DIRECTIONS
Beginning with the line below that contains "Target: statue figure on roof" and ending with the line that contains "of the printed", copy every line exactly. Copy nothing else.

PROVIDED DATA
○ ○ ○ ○ ○ ○ ○
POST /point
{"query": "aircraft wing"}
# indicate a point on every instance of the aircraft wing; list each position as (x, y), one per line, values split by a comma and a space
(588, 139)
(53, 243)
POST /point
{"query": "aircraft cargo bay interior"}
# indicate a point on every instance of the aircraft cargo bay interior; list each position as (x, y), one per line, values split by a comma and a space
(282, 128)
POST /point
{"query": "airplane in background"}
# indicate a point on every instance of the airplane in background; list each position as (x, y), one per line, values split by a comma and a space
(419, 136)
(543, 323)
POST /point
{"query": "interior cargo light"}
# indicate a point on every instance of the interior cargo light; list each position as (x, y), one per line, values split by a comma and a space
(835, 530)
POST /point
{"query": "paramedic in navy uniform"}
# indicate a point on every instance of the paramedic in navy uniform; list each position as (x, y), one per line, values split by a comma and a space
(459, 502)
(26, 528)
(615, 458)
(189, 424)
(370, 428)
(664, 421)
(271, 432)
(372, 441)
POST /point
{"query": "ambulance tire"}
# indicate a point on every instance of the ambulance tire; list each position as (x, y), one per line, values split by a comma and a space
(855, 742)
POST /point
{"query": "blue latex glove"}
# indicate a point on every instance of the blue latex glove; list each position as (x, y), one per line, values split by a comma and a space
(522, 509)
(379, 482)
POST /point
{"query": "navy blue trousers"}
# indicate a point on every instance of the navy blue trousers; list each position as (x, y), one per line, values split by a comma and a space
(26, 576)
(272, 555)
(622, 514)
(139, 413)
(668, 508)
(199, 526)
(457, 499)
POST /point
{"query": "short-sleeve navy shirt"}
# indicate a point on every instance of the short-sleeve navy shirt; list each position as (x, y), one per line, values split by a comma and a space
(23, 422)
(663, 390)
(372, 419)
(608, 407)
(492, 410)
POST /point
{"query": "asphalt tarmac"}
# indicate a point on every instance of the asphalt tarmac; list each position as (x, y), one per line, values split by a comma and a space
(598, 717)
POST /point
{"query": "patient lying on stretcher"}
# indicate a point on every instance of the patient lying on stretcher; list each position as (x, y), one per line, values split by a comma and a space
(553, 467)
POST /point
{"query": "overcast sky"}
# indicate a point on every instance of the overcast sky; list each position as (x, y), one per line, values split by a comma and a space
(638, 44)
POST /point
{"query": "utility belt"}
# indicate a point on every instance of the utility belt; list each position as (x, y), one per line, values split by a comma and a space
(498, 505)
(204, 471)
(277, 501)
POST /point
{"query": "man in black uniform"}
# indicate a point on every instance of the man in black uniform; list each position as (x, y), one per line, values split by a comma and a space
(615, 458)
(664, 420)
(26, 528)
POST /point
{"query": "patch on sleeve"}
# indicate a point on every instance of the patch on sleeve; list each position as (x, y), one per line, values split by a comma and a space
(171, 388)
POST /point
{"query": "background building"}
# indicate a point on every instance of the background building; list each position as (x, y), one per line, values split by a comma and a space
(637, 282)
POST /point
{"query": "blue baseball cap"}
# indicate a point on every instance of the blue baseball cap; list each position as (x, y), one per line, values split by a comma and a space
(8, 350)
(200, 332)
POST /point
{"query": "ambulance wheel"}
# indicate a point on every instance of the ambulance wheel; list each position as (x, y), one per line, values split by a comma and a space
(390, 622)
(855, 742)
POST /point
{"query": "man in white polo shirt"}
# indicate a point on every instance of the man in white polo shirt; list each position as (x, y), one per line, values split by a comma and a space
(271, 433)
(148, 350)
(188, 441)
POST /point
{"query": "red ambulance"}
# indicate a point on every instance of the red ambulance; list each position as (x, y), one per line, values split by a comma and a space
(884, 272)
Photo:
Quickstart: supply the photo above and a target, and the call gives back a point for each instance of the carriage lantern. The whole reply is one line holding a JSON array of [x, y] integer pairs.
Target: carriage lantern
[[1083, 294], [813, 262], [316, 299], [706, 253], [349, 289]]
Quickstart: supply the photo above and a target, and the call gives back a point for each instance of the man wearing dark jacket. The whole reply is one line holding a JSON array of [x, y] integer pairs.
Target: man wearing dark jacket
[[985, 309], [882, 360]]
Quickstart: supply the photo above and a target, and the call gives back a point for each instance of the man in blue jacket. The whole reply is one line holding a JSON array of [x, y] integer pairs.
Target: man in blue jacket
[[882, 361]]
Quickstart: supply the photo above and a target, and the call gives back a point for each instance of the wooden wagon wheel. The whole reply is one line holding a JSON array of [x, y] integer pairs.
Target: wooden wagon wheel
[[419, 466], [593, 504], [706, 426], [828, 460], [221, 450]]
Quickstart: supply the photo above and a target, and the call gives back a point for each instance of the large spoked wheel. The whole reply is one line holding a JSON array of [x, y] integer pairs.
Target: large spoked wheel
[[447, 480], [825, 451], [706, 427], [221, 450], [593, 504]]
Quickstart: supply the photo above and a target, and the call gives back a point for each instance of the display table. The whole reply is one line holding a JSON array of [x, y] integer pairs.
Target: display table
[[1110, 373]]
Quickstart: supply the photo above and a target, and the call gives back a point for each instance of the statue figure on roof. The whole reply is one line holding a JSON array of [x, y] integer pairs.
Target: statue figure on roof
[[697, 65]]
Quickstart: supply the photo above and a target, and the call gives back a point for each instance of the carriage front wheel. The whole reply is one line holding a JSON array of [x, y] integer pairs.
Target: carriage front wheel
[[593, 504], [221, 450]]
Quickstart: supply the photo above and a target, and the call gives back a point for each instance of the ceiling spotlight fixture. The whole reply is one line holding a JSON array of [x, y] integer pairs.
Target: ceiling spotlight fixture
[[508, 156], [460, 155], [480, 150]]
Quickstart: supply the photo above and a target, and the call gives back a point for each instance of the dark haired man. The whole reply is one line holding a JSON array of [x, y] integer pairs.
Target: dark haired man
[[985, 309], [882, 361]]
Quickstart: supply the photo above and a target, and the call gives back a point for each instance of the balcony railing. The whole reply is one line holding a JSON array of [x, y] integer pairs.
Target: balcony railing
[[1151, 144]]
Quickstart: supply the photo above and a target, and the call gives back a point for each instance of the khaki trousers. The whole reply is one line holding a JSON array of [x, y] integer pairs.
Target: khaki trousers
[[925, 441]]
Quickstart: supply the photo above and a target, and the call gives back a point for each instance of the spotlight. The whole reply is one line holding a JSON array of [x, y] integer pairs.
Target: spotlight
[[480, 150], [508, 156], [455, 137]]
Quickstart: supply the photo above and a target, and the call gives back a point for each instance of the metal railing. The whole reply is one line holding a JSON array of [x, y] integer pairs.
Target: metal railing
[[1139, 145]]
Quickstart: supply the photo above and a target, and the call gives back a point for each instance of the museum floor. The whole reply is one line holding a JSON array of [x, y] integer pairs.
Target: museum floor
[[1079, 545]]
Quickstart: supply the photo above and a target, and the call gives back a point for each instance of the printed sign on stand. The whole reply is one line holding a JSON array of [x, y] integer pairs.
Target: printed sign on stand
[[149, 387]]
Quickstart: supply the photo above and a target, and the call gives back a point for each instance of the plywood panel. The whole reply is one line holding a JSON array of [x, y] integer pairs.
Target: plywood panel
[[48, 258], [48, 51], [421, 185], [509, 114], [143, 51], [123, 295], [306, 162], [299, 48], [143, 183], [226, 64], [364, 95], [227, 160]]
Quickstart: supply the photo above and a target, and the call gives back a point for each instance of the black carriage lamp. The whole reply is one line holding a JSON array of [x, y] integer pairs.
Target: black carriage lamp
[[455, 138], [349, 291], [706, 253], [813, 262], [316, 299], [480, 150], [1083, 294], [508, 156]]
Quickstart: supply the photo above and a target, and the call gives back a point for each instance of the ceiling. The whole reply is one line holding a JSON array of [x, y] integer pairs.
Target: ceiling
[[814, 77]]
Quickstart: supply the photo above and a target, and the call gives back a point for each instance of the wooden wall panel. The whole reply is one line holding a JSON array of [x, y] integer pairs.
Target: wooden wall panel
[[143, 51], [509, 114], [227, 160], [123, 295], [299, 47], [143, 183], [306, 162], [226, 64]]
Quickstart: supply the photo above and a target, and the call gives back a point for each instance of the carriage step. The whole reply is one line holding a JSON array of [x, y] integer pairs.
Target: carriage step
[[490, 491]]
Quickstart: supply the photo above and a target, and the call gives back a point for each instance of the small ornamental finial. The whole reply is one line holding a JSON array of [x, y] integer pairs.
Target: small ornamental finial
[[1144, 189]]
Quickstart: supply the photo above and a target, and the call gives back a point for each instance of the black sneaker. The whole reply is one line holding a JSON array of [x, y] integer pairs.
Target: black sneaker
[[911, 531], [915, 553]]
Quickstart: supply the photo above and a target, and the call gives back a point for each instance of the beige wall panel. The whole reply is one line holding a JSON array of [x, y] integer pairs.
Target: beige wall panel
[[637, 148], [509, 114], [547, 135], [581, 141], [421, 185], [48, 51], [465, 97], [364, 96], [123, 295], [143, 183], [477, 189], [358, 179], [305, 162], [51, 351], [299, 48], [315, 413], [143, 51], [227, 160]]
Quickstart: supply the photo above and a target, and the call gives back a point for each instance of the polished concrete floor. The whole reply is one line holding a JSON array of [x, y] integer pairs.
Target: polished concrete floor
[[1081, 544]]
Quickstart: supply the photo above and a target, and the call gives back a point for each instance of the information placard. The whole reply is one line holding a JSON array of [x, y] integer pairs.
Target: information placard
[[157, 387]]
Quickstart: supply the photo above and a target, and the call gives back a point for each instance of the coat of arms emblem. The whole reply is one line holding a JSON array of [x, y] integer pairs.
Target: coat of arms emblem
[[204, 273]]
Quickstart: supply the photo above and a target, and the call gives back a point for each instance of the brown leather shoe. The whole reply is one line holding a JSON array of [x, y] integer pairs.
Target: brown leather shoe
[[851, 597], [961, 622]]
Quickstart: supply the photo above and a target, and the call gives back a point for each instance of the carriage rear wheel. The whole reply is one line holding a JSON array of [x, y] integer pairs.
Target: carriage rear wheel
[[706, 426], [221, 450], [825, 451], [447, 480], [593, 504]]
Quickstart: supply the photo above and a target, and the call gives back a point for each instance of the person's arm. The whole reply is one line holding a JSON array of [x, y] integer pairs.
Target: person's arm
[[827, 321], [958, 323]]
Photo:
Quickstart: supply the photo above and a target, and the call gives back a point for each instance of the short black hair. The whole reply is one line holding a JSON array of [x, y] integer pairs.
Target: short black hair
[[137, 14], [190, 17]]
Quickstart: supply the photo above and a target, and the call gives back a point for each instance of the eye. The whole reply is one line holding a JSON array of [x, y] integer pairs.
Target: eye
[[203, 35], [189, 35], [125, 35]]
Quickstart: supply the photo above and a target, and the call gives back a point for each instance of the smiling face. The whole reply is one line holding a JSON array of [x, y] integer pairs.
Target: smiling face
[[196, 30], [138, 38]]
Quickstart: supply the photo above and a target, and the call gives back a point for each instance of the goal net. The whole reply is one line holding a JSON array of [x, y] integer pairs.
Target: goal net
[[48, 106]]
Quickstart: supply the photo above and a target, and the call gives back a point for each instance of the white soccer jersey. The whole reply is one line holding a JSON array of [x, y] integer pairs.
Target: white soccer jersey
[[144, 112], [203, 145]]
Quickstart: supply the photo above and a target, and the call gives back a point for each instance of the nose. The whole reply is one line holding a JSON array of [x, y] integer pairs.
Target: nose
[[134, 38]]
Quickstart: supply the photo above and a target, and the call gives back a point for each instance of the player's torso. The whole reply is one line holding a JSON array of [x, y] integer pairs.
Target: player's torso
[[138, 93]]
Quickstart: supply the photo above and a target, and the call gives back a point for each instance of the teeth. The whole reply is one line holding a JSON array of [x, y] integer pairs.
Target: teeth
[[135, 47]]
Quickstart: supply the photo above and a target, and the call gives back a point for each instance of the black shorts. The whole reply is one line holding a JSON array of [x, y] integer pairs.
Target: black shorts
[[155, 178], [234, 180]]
○ ○ ○ ○ ○ ○ ○
RESPONSE TO THIS EXERCISE
Target: statue figure on roof
[[697, 65]]
Quickstart: supply the photo above and a target, and the call gives back a point for each instance of the carriage front wheel. The whole reply is one line holding a JSON array of [x, y] integer pairs.
Target: carriage front wheel
[[593, 504], [221, 450]]
Quickstart: supply the photo above and a target, and the call gives back a point for each instance of the ceiling spotlight fixture. The whole reply is one line holding a JSON array of [x, y] integer pairs.
Target: ceiling spotlight fixture
[[508, 156], [460, 155], [480, 150]]
Quickstart: supply the photo above and a target, and the call gives back a point for each instance of the dark haired man. The whole reply is one line holding a JSON array of [x, y] integer pairs.
Target: dark haired man
[[985, 309], [882, 361]]
Quickstart: supply the photo above and a target, and the call gives back a point for each instance of the balcony railing. The whole reply is one line holding a JSON array of [x, y] integer pairs.
Target: balcony railing
[[1151, 144]]
Quickstart: supply the photo above and a target, and the call gives back a point for each instance of the khaki trousers. The whole reply is one line holding a JSON array of [x, y] integer pairs.
Target: khaki trousers
[[925, 441]]
Quickstart: supply the photo above and a target, and the call gives back a point for each instance of the spotlight. The whole reply is one line holding a JSON array of [x, y] integer pairs.
Target: spotlight
[[480, 150], [508, 156], [455, 137]]
Quickstart: supply the photo above and a target, and the call gives back a point for each instance of the metal railing. The whole reply is one line holding a JSON array of [x, y] integer pairs.
Target: metal railing
[[1139, 145]]
Quickstart: supply the photo above and a target, and the call gives back a point for each instance of the museum floor. The whole reply is one line holding a JSON array of [x, y] integer pairs.
Target: museum floor
[[1079, 545]]
Quickstart: supply the photo above and a target, and the call gives back a point for each instance of the printed sign on stand. The whole reply is one line holding a JSON array of [x, y] integer pairs.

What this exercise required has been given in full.